===== GIVEN DATA =====

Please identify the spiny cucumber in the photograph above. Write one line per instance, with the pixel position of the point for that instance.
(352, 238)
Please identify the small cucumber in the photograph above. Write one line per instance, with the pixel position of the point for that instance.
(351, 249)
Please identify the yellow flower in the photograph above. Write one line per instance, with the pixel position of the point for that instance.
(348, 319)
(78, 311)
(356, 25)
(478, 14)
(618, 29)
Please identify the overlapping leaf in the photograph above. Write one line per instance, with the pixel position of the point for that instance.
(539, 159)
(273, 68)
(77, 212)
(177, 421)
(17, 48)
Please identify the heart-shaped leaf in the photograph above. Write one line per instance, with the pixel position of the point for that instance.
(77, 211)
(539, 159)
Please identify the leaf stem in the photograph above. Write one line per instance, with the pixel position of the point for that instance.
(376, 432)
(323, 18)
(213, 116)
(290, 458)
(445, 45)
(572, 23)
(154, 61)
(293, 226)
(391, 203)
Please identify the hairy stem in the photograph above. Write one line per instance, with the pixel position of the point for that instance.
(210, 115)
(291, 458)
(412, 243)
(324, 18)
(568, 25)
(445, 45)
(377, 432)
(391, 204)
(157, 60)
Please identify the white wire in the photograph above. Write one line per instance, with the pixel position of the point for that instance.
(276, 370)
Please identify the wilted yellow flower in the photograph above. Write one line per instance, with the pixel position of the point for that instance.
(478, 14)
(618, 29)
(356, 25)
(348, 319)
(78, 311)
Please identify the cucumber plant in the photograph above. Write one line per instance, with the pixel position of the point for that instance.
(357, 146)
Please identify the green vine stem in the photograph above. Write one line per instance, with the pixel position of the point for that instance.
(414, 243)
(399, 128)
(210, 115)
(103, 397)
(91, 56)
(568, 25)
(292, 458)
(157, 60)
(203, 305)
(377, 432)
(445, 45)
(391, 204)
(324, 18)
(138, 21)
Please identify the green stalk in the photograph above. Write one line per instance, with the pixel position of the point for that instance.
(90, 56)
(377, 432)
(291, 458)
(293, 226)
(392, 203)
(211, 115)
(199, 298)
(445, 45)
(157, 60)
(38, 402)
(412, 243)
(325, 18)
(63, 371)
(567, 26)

=====

◆ WORK REQUIRED
Update all of the records above so that "Please identify" is replaced by "Please locate" wherever it occurs, and leave every other word and line unchanged.

◆ RESPONSE FOR THIS EXERCISE
Please locate the spiny cucumber in the photograph above. Write one line per instance, with the pixel position of the point for that instance.
(352, 238)
Please locate the small cucumber in the photograph above. Write one line per instance, with the pixel position of the point for that instance.
(351, 249)
Please locate the yellow flower in the photograph above. Write one line per instance, with the pixel position of the point for that instance.
(348, 319)
(78, 311)
(356, 25)
(478, 14)
(618, 29)
Please locate the overlapping leaf in the photograph above. Write one line per instance, with the pixel position of the point for that instance.
(539, 159)
(273, 68)
(77, 212)
(177, 421)
(17, 48)
Please locate the heart-shaped leaf in the photograph above. Write one line per instance, with the pixel position of the point for that instance.
(77, 211)
(539, 159)
Please locate the leaf stem in the photograph above. Write one line per instance, with the pixel position of the point for that instance.
(376, 432)
(323, 18)
(213, 116)
(290, 458)
(445, 45)
(572, 23)
(154, 61)
(293, 226)
(391, 203)
Please locate the hairy stem in the photograph above. Write one line per instance, with the pixel position of the point for that instance.
(210, 115)
(291, 458)
(412, 243)
(324, 18)
(568, 25)
(445, 45)
(377, 432)
(391, 204)
(157, 60)
Please locate the white wire in the photograph above. Write one line per instance, with the pixel position of the point for that instance.
(276, 370)
Please locate the wilted yellow flower in the photograph above. Write one line per instance, with the pixel position of the point for that instance.
(478, 14)
(618, 29)
(356, 25)
(348, 319)
(78, 311)
Please locate the cucumber plant in the photograph above. Write one line per instance, with the pixel position of the point for that instance.
(357, 146)
Please locate the green vine stem in the photograph above. Write one line per instance, with the pixel position of the point for that instance.
(414, 243)
(399, 128)
(210, 115)
(103, 397)
(91, 56)
(568, 25)
(292, 458)
(157, 60)
(203, 305)
(377, 432)
(445, 45)
(391, 204)
(324, 18)
(138, 21)
Please locate the green stalk in the photograph above. Write one line per instance, with the pixel position of the point for that instance.
(90, 56)
(377, 432)
(291, 458)
(293, 226)
(392, 203)
(211, 115)
(199, 298)
(445, 45)
(157, 60)
(38, 402)
(412, 243)
(325, 18)
(63, 371)
(567, 26)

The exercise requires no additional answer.